= Working data =
· · ·

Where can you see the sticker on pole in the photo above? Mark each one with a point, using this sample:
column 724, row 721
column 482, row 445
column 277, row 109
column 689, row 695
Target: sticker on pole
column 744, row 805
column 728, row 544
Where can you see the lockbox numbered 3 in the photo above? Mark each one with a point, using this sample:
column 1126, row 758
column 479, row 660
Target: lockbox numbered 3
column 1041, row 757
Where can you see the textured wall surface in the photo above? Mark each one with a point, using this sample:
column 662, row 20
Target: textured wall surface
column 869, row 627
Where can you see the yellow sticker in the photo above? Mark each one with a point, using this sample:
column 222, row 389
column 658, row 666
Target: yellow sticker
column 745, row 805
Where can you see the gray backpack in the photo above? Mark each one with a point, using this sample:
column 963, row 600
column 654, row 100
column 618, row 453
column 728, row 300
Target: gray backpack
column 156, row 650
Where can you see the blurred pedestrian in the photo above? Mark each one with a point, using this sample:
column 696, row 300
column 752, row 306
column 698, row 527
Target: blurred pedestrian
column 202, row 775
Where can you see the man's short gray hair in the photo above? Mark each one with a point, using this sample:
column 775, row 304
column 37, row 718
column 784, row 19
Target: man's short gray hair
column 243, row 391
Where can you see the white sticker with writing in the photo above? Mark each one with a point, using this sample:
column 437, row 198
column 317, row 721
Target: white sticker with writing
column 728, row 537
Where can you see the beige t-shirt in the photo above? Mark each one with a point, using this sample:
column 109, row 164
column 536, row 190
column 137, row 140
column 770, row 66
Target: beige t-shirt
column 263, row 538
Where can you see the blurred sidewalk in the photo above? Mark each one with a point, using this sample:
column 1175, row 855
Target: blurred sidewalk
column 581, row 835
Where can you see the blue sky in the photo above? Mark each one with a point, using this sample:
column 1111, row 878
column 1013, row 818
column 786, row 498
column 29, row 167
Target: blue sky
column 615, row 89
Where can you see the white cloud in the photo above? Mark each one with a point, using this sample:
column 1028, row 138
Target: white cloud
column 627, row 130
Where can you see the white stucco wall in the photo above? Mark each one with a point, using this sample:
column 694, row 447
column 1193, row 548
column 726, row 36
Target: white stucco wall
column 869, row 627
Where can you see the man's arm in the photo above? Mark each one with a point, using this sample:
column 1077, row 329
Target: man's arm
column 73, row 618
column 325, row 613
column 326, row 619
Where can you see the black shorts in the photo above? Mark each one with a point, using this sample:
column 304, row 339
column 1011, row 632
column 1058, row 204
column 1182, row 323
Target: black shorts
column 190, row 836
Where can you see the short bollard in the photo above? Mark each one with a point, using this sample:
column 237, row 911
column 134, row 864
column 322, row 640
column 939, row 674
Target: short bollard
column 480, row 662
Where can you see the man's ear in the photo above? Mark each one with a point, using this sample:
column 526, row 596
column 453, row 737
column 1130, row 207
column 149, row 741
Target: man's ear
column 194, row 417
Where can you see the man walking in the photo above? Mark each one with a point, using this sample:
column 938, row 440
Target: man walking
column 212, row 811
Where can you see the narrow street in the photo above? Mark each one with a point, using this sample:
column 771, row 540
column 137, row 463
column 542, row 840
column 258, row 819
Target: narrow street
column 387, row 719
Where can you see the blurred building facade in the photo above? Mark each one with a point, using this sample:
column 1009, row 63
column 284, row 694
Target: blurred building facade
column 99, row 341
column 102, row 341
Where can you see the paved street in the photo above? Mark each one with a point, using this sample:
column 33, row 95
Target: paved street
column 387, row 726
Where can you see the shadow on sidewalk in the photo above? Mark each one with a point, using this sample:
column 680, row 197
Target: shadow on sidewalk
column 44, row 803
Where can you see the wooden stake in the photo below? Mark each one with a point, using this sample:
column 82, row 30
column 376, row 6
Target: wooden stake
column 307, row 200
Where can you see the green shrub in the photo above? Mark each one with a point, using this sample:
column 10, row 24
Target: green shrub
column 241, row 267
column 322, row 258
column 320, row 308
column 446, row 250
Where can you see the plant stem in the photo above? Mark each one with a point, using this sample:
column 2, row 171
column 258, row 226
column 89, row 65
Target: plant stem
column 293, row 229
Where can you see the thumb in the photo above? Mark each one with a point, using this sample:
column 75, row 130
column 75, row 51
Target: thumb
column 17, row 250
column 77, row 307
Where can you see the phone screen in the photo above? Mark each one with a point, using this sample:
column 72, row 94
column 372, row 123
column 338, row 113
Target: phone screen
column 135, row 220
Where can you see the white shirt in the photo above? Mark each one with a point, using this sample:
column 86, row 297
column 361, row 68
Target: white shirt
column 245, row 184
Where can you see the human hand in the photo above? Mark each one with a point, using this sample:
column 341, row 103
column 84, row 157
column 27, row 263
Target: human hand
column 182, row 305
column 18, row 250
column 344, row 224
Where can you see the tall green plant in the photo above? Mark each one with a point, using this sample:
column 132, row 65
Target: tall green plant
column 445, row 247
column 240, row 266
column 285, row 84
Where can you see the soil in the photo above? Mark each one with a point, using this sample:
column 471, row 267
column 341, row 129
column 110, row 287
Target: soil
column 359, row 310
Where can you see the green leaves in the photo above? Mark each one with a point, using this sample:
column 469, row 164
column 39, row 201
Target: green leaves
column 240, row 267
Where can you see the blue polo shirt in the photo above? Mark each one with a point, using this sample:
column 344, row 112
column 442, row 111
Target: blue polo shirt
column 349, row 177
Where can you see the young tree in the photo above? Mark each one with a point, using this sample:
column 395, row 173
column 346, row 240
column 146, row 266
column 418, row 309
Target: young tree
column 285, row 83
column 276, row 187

· · ·

= Your goal =
In full and without error, restate the data.

= Your solution =
Where can you see the sticker on pole in the photo above? Mark each one with a point, using this sample:
column 724, row 721
column 482, row 445
column 277, row 109
column 689, row 695
Target: sticker on pole
column 744, row 805
column 728, row 544
Where can you see the lockbox numbered 3 in the photo above? Mark each one with a point, using this sample:
column 1126, row 758
column 479, row 660
Target: lockbox numbered 3
column 1041, row 757
Where can you see the textured wall surface in the photo above? Mark each one with a point, using this sample:
column 662, row 20
Target: textured wall surface
column 869, row 627
Where can you see the yellow sticker in the photo above? Mark each one with a point, using this sample:
column 222, row 389
column 658, row 666
Target: yellow sticker
column 745, row 805
Where can you see the gray backpack in the photo above? Mark each one with a point, using this sample:
column 963, row 600
column 654, row 100
column 618, row 453
column 728, row 300
Target: gray backpack
column 156, row 650
Where can you see the blurred pedestrian in the photo above? Mark each one with a point, using this sample:
column 696, row 300
column 752, row 306
column 698, row 527
Target: blurred pedestrian
column 202, row 775
Where can you see the man's short gray hair in the photo above? Mark each one with a point, using this sample:
column 775, row 304
column 37, row 718
column 784, row 19
Target: man's short gray hair
column 243, row 391
Where can you see the white sticker with writing in the photo above? Mark each one with a point, using this sample:
column 437, row 198
column 317, row 721
Target: white sticker with writing
column 728, row 537
Where can you see the beige t-shirt in the photo above? Mark each one with a point, using this sample:
column 109, row 164
column 536, row 190
column 137, row 140
column 770, row 66
Target: beige t-shirt
column 263, row 538
Where can you see the blurred sidewalk in the photo above? Mark each one with a point, using this sample:
column 1175, row 855
Target: blurred sidewalk
column 581, row 835
Where can you see the blue sky in the photo above? Mark each one with a point, using this sample:
column 1111, row 878
column 1013, row 818
column 786, row 498
column 29, row 167
Target: blue sky
column 615, row 89
Where can you see the white cloud in the photo above? Mark each one with a point, using this sample:
column 1028, row 138
Target: white cloud
column 627, row 130
Where can you see the white stucco wall in the photo above? Mark each one with a point, using this sample:
column 694, row 447
column 1193, row 548
column 726, row 36
Target: white stucco wall
column 869, row 627
Where can you see the man's arm in the photo above? Mark each one with a point, using this sample:
column 1077, row 329
Target: man's arm
column 73, row 618
column 325, row 613
column 326, row 619
Where can you see the black shorts in the photo above? Mark each one with a point, using this sample:
column 304, row 339
column 1011, row 632
column 1058, row 204
column 1182, row 323
Target: black shorts
column 190, row 836
Where can you see the short bollard in the photo above? Mark each one with a point, using this sample:
column 237, row 911
column 134, row 864
column 322, row 640
column 939, row 674
Target: short bollard
column 480, row 662
Where can you see the man's ear in the photo above? Mark each one with a point, using this sample:
column 526, row 596
column 453, row 737
column 1130, row 207
column 149, row 741
Target: man's ear
column 194, row 417
Where can you see the man walking in the photo above? Mark each one with a point, using this sample:
column 938, row 440
Target: man walking
column 212, row 811
Where can you see the narrow street in the photo above? Mark each one with a point, using this sample:
column 771, row 540
column 137, row 463
column 542, row 840
column 258, row 819
Target: narrow street
column 387, row 719
Where can you see the blurred building facade in the photo above? Mark each one with a point, using this sample:
column 1009, row 63
column 284, row 694
Target: blurred building facade
column 99, row 341
column 102, row 341
Where can you see the paved street in the photo above? Mark each one with a point, using this sample:
column 33, row 95
Target: paved street
column 387, row 726
Where can you see the shadow on sidewalk in the photo above? Mark each one with a point, using this sample:
column 680, row 197
Target: shadow on sidewalk
column 44, row 803
Where can you see the wooden stake in the photo below? Mark each one with a point, using this sample:
column 82, row 30
column 376, row 6
Target: wooden stake
column 307, row 200
Where can you see the green shrub in the photo above? Mark each one with a point, using this sample:
column 10, row 24
Target: green shrub
column 241, row 267
column 322, row 258
column 320, row 308
column 446, row 250
Where can you see the plant stem in the photo above? Mark each one with a point, using this sample:
column 2, row 171
column 258, row 226
column 89, row 65
Target: plant stem
column 293, row 229
Where can you see the thumb in the photo above? Mark each one with a point, using this sample:
column 75, row 130
column 75, row 51
Target: thumb
column 17, row 250
column 77, row 307
Where can you see the phone screen in the photo above? Mark each one with a point, using this sample:
column 72, row 94
column 372, row 123
column 338, row 113
Target: phone screen
column 135, row 220
Where can you see the white shirt in the photo above? Mark each one with a point, using this sample:
column 86, row 297
column 361, row 68
Target: white shirt
column 245, row 184
Where can you see the human hand in the photo above? Mark each one with a point, using this sample:
column 341, row 103
column 84, row 157
column 27, row 263
Target: human hand
column 182, row 305
column 18, row 250
column 344, row 224
Where can you see the tall green plant in the photo above? Mark each one with a point, using this sample:
column 132, row 65
Target: tall green plant
column 445, row 247
column 240, row 266
column 285, row 84
Where can you see the soil in the photo above? Mark each one with a point, using this sample:
column 471, row 267
column 341, row 129
column 110, row 287
Target: soil
column 359, row 310
Where can you see the green leaves in the photo above? Mark each one with a point, using this sample:
column 469, row 164
column 39, row 201
Target: green leaves
column 240, row 267
Where can you see the blue polo shirt in the photo above? Mark each one with a point, using this sample:
column 344, row 112
column 442, row 111
Target: blue polo shirt
column 349, row 177
Where can you see the young tree in the photo above? Mark each one with a point, using this sample:
column 395, row 173
column 346, row 240
column 146, row 266
column 418, row 309
Target: young tree
column 285, row 83
column 276, row 187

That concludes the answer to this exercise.